Task statement → Word for word, restate the records that follow.

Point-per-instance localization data
########
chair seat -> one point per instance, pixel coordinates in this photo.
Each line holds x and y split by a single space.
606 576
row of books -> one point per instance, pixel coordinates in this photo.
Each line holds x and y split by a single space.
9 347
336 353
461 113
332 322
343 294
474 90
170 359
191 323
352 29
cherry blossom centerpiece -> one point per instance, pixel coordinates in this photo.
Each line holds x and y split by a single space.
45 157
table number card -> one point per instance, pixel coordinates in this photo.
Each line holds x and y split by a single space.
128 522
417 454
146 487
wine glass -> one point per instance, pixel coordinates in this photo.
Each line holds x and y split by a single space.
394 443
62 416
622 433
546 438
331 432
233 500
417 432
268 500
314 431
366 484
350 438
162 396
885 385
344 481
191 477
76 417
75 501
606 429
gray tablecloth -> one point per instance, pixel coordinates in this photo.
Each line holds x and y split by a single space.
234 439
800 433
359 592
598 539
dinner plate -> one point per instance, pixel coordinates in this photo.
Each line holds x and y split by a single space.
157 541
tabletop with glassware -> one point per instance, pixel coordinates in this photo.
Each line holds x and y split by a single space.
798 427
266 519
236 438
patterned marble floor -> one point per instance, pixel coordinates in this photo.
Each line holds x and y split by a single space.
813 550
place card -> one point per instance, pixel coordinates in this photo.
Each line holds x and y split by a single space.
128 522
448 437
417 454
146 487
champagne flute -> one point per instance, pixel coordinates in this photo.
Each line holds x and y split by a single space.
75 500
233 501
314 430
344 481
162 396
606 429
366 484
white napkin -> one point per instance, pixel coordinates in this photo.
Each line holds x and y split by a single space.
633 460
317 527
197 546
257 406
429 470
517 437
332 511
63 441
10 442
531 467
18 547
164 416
########
Task output →
chair seat -> one point per instance, pixel coordinates in this photo.
Each line holds x and y split by a single space.
606 576
row of books -> one point per instance, pixel coordinates in this photo.
Each line holds x and y split by a single space.
9 347
336 353
461 113
332 322
343 294
474 90
170 359
191 323
352 29
cherry blossom centerpiece -> one point per instance, pixel coordinates in this photo.
Each line holds x and y split by a single space.
45 157
table number card -> one point per instance, pixel coordinates in this photo.
Each line holds x and y split by a single space.
128 522
417 454
146 487
wine glass -> one point per instance, pixel coordinates in this photo.
Each line holds x and y split by a single space.
394 443
62 416
622 433
546 438
331 432
233 500
417 432
268 500
314 431
366 484
350 438
162 396
885 385
344 481
191 477
76 417
75 501
606 429
gray tablecloth -> one point per instance, pixel coordinates in this photo.
Each line holds x and y split by a single space.
234 439
800 433
359 592
598 539
dinner plate -> one point per instance, pixel coordinates in this photo.
Each line holds x and y split by a single space.
157 541
tabletop with glassware -> one point per instance, pixel coordinates in this photo.
Each line holds x and y split by a single space.
798 427
266 519
236 438
patterned marble floor -> one point per instance, pixel coordinates in this photo.
Each line holds x and y split by a single space.
813 550
place card -> one point per instance, pixel coordinates in this photo.
Each line holds x and y split by a single space.
128 522
448 437
417 454
146 487
champagne flute -> one point per instance, pixel coordinates in this photo.
Each line holds x and y split by a single space.
75 500
233 501
314 430
344 481
162 396
606 429
366 484
white napkin -> one point per instance, pixel coordinates in this photo.
Each line holds x and y split by a single space.
633 460
317 527
197 546
257 406
429 470
517 437
332 511
63 441
10 442
531 467
18 547
164 416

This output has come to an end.